(Point annotation entries)
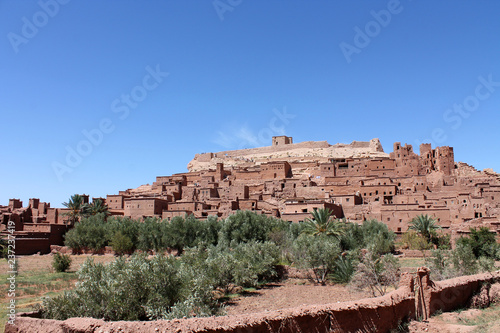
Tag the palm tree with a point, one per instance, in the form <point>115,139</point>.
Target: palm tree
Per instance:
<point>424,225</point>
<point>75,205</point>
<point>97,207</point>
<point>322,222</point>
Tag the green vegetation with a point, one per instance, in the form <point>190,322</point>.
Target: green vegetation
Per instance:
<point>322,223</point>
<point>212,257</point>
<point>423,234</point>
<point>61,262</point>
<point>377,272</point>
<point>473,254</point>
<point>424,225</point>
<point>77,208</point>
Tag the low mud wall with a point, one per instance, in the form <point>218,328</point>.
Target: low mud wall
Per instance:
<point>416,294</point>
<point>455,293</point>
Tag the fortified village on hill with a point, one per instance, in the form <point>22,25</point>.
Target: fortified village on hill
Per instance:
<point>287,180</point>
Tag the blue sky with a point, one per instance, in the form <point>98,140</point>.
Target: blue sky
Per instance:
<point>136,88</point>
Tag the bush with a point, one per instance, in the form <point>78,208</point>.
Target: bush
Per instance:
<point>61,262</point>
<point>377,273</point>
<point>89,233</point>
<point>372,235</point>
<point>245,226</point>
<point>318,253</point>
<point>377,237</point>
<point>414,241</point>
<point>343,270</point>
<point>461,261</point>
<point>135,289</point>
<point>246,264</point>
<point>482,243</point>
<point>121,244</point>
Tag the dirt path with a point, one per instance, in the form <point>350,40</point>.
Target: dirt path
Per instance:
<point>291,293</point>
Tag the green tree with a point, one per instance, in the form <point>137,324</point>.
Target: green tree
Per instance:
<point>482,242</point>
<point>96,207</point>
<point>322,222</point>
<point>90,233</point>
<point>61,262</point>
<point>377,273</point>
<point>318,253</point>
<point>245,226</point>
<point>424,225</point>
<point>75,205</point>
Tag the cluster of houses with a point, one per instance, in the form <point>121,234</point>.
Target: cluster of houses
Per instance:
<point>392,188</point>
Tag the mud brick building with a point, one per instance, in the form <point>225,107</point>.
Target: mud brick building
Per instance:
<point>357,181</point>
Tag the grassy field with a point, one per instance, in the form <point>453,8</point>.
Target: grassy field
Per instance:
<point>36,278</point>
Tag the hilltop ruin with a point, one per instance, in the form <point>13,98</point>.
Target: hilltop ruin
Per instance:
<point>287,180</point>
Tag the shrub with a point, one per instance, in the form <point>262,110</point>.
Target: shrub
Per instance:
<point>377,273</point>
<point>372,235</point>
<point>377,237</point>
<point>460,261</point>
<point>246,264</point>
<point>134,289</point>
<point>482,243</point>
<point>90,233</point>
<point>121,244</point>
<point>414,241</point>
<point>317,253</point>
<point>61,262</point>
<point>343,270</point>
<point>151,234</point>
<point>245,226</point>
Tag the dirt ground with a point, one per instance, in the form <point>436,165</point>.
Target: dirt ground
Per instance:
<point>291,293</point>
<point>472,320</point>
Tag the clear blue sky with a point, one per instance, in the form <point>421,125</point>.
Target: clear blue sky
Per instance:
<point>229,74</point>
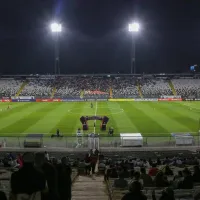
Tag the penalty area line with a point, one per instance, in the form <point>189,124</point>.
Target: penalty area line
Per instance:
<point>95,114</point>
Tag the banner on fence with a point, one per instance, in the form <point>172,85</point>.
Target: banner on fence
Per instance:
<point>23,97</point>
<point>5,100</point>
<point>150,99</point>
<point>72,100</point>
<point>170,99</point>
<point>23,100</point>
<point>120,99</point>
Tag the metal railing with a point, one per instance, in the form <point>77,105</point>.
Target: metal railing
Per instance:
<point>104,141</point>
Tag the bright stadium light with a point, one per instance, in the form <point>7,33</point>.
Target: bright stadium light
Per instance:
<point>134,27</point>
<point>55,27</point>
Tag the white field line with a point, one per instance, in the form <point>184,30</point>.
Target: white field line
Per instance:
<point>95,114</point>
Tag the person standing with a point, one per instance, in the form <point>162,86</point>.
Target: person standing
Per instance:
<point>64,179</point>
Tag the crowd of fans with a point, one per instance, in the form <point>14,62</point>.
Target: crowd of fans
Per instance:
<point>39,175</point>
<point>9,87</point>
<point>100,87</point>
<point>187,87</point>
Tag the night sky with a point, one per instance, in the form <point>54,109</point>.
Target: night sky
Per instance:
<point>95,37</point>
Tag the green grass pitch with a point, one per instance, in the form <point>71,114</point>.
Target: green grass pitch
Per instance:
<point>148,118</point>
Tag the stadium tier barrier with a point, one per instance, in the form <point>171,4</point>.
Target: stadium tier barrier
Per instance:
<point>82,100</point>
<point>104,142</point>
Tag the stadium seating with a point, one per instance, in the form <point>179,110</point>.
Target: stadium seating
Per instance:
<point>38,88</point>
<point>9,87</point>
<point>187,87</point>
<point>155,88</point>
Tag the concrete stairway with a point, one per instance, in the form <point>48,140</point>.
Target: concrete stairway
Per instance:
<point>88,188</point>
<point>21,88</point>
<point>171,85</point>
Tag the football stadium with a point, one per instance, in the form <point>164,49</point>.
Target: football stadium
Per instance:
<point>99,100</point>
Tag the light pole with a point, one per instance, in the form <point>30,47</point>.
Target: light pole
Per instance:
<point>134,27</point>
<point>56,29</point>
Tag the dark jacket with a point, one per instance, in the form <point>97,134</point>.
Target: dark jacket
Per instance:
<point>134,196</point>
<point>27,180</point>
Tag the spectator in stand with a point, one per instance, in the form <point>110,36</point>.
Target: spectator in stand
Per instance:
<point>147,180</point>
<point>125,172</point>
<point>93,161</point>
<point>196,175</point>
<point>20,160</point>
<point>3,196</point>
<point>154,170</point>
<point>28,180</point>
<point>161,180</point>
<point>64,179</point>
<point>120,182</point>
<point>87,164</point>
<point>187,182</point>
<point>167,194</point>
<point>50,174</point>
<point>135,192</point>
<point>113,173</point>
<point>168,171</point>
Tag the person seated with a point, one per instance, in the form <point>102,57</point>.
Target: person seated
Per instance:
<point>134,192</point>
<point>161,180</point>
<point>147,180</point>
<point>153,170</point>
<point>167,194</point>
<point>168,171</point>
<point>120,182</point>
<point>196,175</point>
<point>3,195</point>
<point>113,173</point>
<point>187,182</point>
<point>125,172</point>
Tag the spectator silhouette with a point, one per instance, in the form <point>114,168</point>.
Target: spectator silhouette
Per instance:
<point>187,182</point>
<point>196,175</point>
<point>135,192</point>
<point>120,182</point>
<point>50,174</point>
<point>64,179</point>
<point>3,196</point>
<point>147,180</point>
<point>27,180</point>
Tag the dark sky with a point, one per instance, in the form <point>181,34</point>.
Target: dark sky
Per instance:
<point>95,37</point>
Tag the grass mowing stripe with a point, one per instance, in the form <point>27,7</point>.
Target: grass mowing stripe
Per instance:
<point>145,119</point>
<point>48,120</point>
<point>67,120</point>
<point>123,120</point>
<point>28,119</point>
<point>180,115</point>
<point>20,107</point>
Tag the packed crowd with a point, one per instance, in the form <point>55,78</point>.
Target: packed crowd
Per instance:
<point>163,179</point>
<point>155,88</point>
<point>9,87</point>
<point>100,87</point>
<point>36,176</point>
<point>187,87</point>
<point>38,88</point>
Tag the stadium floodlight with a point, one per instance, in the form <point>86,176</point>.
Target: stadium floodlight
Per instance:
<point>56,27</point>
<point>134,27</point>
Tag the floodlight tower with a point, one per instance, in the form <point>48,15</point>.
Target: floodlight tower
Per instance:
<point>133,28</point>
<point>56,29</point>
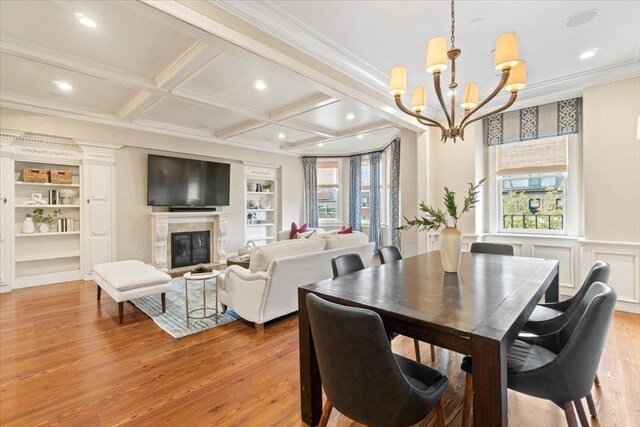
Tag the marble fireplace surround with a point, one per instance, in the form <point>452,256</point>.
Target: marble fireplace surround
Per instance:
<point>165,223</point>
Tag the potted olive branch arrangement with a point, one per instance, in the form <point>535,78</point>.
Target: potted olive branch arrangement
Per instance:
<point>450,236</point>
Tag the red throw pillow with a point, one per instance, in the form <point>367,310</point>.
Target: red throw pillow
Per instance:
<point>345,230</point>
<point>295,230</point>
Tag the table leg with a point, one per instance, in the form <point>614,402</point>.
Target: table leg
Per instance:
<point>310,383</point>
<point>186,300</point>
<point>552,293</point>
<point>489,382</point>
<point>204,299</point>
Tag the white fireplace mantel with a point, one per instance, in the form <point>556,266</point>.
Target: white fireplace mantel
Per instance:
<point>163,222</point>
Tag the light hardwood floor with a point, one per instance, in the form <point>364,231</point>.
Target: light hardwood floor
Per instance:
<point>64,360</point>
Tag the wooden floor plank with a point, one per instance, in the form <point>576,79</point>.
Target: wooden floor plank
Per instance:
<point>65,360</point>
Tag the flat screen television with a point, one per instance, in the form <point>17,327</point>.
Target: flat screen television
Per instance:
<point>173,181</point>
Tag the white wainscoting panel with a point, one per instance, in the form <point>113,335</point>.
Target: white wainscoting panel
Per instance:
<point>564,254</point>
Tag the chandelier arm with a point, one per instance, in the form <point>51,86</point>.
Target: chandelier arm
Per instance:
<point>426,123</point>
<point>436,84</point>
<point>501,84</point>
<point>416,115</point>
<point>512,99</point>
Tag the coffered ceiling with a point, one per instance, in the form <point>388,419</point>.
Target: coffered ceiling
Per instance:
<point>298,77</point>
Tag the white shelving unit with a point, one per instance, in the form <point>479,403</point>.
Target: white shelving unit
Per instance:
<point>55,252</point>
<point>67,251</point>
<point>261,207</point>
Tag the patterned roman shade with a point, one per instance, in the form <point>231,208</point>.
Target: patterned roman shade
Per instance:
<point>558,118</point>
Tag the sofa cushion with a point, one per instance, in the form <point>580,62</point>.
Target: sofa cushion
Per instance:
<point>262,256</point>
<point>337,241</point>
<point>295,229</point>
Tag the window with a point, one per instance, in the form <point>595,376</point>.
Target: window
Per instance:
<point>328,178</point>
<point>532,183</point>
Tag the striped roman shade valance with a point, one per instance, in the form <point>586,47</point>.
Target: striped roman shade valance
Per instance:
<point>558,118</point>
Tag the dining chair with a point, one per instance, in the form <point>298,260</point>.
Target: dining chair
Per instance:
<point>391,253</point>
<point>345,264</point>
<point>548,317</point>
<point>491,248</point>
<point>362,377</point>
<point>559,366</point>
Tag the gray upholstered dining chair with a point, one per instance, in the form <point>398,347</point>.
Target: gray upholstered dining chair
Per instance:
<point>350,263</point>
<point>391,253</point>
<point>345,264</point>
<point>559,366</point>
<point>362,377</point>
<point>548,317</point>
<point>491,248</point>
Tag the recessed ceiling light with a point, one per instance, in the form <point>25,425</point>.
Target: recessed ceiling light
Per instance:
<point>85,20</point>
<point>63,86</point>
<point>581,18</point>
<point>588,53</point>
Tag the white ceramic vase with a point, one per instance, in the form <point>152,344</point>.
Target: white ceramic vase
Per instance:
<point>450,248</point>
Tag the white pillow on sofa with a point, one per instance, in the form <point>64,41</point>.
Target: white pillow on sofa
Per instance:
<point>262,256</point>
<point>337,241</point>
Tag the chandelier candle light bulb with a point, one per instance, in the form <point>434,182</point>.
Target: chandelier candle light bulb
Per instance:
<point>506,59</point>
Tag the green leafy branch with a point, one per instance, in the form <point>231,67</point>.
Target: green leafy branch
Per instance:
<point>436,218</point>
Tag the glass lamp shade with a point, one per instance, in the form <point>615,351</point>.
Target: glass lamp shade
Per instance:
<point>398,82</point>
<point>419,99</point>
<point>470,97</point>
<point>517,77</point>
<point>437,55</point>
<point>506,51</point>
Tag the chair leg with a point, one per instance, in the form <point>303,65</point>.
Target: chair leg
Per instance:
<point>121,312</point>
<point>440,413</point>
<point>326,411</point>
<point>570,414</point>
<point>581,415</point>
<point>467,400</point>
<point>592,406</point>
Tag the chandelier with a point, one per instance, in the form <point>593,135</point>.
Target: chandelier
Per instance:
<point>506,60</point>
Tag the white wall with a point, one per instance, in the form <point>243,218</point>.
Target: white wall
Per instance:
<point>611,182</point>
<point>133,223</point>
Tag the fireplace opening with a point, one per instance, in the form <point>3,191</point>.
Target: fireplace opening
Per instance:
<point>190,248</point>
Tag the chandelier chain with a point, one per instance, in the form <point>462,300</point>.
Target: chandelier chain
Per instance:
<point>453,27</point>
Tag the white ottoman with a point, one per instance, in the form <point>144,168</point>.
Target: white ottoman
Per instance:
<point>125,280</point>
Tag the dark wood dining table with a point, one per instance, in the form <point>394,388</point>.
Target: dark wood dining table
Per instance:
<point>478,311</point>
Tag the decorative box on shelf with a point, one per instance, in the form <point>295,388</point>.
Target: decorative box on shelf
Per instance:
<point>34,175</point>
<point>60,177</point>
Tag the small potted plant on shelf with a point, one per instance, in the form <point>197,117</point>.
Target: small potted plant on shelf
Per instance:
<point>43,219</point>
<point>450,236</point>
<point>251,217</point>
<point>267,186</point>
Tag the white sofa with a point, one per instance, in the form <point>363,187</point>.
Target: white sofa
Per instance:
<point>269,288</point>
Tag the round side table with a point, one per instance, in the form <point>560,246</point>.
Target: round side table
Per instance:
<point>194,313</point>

▶ _WRITTEN REQUEST_
Copy out the lines above verbatim, starting at the line containing "Tag the flat" and ending at the line containing "<point>564,254</point>", with both of those lines included.

▶ _RESPONSE_
Tag the flat screen television with a point, one per instance, in the form <point>17,327</point>.
Target: flat screen television
Per instance:
<point>173,181</point>
Tag the white wainscoting panel with a point, one per instance, in the form <point>113,335</point>.
Target: white wainscoting panel
Per instance:
<point>564,254</point>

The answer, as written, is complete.